* Task requirements
Rewrite the data below, replacing "bounding box" with "enclosing rectangle" wherever it occurs and leaving everything else unchanged. Omit the pictures from your version.

### Data supplied ###

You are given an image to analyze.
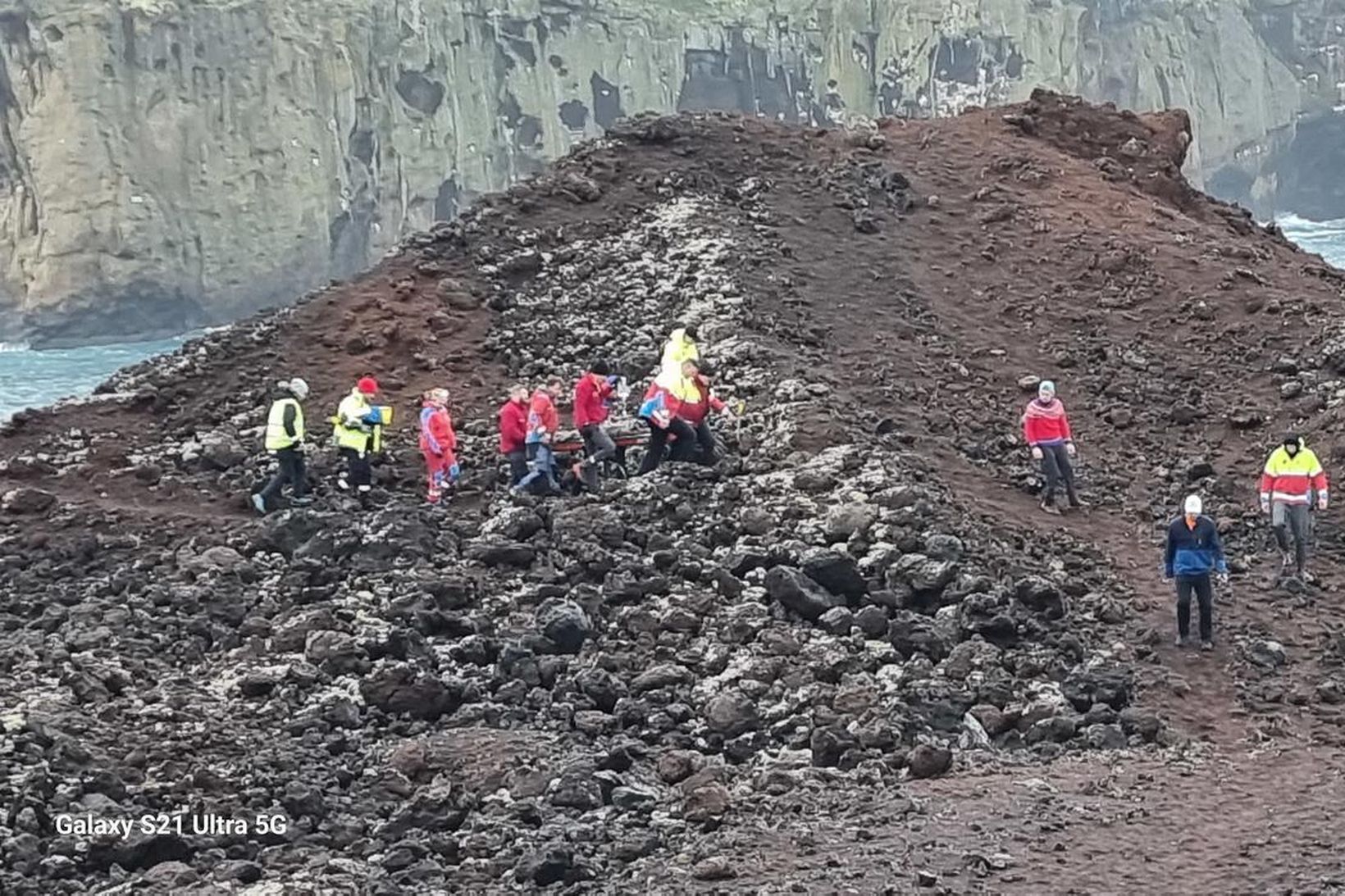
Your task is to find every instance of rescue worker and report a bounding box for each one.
[332,377,383,493]
[513,377,565,493]
[420,389,460,504]
[1164,495,1228,650]
[659,325,700,377]
[573,361,618,491]
[636,361,695,475]
[252,377,312,514]
[672,361,729,466]
[1022,380,1084,514]
[1261,432,1328,581]
[499,384,527,487]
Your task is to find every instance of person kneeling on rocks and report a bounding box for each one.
[252,377,312,514]
[1022,380,1084,514]
[573,361,618,491]
[420,389,460,504]
[1261,432,1328,581]
[672,361,729,466]
[513,377,563,493]
[636,361,697,475]
[332,377,383,493]
[1164,495,1228,650]
[499,384,527,487]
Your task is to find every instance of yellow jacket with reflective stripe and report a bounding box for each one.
[267,398,304,451]
[332,389,383,455]
[659,327,700,374]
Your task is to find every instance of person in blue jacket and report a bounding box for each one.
[1164,495,1228,650]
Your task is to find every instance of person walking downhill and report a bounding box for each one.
[420,389,460,504]
[332,377,383,493]
[499,384,527,489]
[1261,432,1328,583]
[572,361,618,491]
[1022,380,1084,514]
[513,377,563,493]
[252,377,312,514]
[1164,495,1228,650]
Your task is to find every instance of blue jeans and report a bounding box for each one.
[515,441,561,491]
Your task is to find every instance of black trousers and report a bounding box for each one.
[641,417,695,475]
[504,448,527,487]
[261,448,308,502]
[340,448,374,489]
[1177,575,1215,640]
[1040,443,1078,504]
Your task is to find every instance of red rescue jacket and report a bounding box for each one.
[574,373,612,430]
[499,399,527,455]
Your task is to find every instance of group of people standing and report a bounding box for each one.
[1022,380,1330,650]
[252,325,727,514]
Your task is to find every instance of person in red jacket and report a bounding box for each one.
[1022,380,1084,514]
[513,377,565,493]
[420,389,458,504]
[672,361,727,466]
[499,384,527,485]
[573,361,616,491]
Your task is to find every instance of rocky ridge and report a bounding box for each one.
[0,94,1339,894]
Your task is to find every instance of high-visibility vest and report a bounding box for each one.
[267,398,304,451]
[332,392,383,456]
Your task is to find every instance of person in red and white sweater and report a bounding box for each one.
[572,361,618,491]
[1022,380,1084,514]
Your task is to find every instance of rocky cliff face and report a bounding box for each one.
[0,0,1345,344]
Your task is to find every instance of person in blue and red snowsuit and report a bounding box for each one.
[420,389,462,504]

###

* Completed exercise
You are given an image to analyze.
Your task is to find every instance of rescue worker and report a enclosing rectangle for each one.
[332,377,383,493]
[513,377,565,493]
[420,389,460,504]
[1164,495,1228,650]
[659,325,700,377]
[573,361,618,491]
[636,361,695,475]
[252,377,312,514]
[672,361,729,466]
[1022,380,1084,514]
[1261,432,1328,581]
[499,384,527,487]
Your task is to find every instance of person kneeling on rocks and report a enclosing rectangle for each one.
[252,377,312,514]
[1022,380,1084,514]
[573,361,618,491]
[420,389,460,504]
[1261,432,1328,581]
[672,361,729,466]
[513,377,563,493]
[636,361,697,475]
[332,377,383,493]
[1164,495,1228,650]
[499,384,527,487]
Your task is to find every instance of yellow jacket with reflective stripe and report a enclosing rectangle for each one.
[267,398,304,451]
[332,389,383,455]
[659,327,700,374]
Your task is to find every instance of person in blue jacket and report a enclosing rectangle for each one.
[1164,495,1228,650]
Your task is to find every instance of person walking downhill and report a enclosing rectangle for each one.
[420,389,460,504]
[332,377,383,493]
[499,384,527,489]
[1261,432,1328,583]
[572,361,618,491]
[1022,380,1084,514]
[513,377,563,493]
[252,377,312,514]
[1164,495,1228,650]
Your task is to find every instance of blue jeans and report a enclosing rectangle for each one.
[515,441,561,491]
Your task is to find every instance of black trousers and report a enclosing rectangle for each one.
[641,417,695,475]
[504,448,527,487]
[261,448,308,502]
[340,448,374,489]
[1177,575,1215,640]
[1040,443,1078,504]
Your task is to find every instance of red rescue jacket and report a enclosing rectangle for each one.
[574,373,612,430]
[499,399,527,455]
Your task is to find every instance of group of people standing and report a enclosing rectangle for each one.
[1022,380,1330,650]
[252,325,727,514]
Your task is to find every instance of person in red jacket and report a enclosing rectangle for each one.
[1022,380,1084,514]
[513,377,565,493]
[420,389,458,504]
[672,361,727,466]
[499,384,527,485]
[573,361,616,491]
Your task is to find every instance of rocky ridge and report a enclosing rectangle for each one.
[0,94,1339,894]
Your task is to find every instance of high-visibility vest and report a enclosing rectangle for each one.
[267,398,304,451]
[332,392,383,456]
Your task is to find every instance of person in red and white sweater and report a enclosing rectangle for each one.
[572,361,618,491]
[1022,380,1084,514]
Your task is to find every instance of rocky cliff face and report a enclosing rectangle for each one.
[0,0,1345,344]
Your task is to find every instance of person in blue and red snowsuit and report a enclosing rectangle for each one.
[420,389,462,504]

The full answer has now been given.